(Dataset rows on where objects appear)
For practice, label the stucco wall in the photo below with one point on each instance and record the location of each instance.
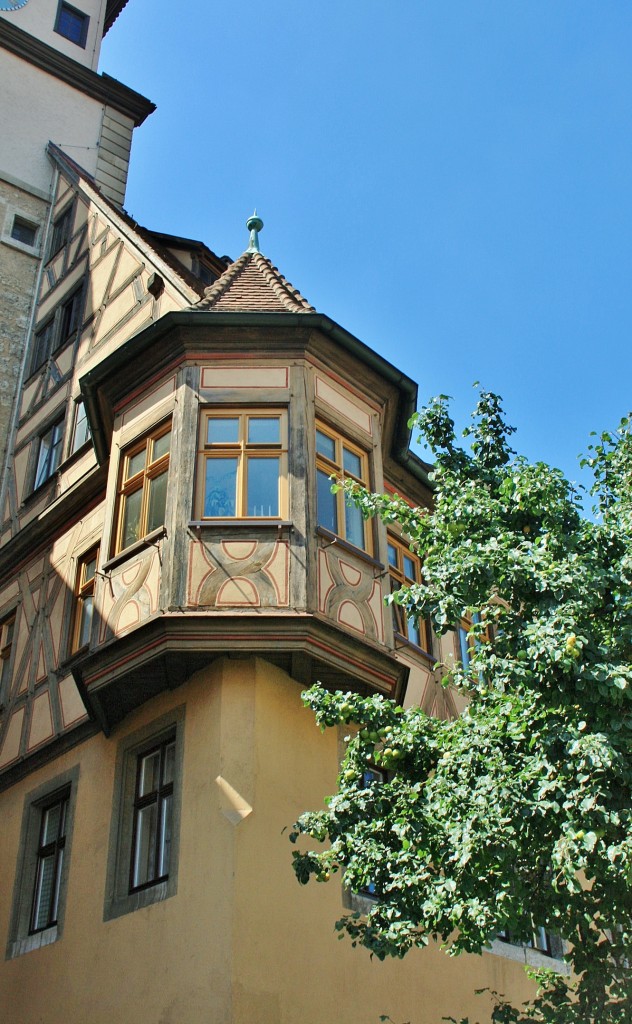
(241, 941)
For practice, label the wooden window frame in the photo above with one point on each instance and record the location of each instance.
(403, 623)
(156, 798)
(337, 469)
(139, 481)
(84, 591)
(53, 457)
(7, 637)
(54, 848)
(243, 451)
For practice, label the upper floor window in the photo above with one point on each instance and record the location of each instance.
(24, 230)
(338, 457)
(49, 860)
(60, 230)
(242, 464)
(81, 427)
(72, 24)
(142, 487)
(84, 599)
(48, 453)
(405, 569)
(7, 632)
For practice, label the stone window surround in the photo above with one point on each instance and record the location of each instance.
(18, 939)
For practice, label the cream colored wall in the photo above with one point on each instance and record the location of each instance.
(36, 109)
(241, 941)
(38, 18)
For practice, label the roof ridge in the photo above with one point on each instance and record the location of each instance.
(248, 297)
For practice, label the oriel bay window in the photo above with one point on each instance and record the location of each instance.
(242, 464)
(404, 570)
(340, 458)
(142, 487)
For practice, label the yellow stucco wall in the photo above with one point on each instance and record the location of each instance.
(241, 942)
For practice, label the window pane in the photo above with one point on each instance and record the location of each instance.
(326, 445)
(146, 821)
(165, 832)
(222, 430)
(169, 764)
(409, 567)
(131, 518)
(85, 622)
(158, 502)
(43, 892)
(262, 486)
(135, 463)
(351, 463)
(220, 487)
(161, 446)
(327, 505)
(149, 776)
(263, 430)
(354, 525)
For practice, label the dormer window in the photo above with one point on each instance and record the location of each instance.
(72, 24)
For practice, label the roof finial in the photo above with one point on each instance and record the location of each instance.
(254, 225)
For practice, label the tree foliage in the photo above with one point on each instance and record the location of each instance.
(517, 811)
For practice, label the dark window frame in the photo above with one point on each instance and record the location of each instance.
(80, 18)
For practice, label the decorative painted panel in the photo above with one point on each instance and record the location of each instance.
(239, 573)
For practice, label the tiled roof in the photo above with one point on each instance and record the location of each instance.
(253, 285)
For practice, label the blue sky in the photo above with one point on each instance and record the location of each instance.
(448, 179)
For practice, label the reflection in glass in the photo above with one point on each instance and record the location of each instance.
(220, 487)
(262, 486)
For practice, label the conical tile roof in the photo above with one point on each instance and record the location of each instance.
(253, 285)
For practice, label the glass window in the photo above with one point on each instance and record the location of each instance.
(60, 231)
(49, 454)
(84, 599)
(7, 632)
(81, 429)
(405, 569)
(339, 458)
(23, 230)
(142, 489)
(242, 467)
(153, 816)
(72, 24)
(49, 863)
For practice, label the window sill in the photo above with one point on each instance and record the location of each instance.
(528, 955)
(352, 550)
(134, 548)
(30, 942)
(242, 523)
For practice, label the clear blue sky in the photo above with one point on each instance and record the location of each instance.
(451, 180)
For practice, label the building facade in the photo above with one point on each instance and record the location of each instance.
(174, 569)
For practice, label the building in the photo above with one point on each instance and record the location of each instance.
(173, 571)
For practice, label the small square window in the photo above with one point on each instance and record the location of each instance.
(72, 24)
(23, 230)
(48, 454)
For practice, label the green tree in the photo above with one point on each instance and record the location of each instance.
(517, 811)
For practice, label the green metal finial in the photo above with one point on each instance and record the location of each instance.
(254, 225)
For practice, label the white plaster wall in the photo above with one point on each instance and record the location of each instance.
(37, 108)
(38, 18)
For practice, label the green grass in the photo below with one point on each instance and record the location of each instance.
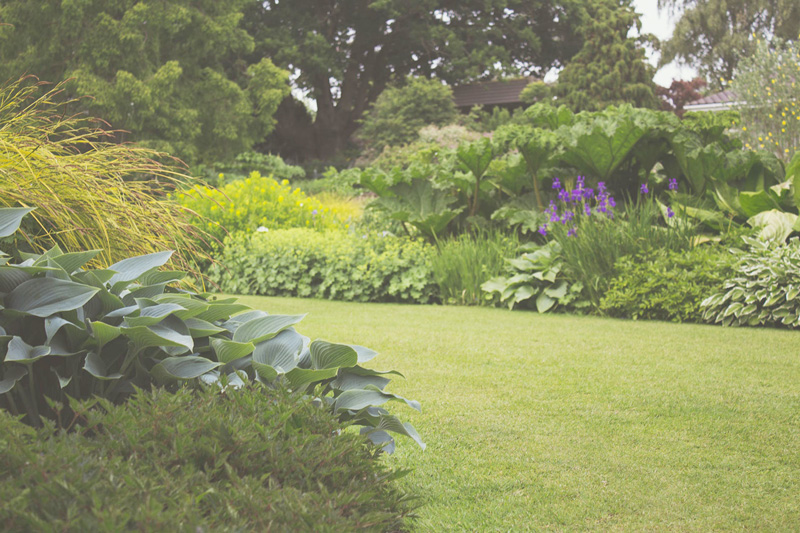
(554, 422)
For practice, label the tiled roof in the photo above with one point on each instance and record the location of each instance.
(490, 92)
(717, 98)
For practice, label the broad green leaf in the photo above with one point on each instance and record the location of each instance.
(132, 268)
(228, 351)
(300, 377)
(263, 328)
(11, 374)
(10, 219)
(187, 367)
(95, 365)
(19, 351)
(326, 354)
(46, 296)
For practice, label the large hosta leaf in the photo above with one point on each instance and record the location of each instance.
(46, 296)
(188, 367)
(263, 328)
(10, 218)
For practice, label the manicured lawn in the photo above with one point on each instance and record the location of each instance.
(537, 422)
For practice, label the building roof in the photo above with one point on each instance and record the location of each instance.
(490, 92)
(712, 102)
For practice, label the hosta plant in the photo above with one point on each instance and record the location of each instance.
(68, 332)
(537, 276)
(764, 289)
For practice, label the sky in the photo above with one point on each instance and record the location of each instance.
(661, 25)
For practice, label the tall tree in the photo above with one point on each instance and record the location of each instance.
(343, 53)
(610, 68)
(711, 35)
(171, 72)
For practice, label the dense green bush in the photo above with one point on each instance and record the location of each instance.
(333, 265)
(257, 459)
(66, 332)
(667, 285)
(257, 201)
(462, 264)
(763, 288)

---

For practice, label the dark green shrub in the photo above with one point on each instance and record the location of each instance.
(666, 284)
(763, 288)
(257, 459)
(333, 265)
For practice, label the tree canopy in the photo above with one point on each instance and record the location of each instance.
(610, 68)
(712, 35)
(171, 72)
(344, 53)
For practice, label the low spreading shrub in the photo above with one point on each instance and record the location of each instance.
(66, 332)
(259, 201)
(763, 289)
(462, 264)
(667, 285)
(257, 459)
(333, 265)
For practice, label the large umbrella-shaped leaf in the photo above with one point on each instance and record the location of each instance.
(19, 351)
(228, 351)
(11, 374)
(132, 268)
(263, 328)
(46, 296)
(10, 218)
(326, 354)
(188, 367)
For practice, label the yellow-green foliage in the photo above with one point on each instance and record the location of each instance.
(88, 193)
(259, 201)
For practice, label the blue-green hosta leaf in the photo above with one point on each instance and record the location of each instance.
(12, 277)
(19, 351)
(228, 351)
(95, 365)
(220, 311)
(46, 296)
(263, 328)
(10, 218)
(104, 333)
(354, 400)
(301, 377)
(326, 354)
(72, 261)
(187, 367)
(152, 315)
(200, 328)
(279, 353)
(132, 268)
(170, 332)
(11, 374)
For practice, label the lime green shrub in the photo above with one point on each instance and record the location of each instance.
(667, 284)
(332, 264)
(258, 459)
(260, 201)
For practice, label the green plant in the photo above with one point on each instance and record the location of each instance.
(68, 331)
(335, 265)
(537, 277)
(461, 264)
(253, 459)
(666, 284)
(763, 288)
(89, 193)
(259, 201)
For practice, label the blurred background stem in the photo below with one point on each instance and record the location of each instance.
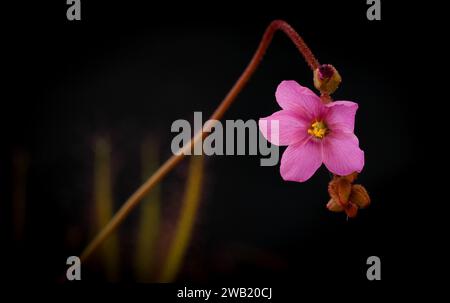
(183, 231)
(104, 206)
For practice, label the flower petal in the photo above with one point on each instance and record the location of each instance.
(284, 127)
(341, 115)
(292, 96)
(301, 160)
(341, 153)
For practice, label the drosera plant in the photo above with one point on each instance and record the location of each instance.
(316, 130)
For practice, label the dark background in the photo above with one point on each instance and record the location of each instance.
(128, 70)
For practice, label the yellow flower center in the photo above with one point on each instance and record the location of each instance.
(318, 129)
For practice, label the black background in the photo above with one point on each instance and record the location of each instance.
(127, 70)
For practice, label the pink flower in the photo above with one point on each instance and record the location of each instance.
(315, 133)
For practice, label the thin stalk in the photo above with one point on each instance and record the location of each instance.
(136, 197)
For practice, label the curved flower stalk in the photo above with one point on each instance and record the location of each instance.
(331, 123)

Instructions to follow
Return every line of the rows above that contains the word "foliage".

Written solution
For practice, label the tree foliage in the photo above with one point on each instance and record the location of each instance.
For practice, label the yellow-green foliage in the photo above with one point on each instance and record the location of each instance.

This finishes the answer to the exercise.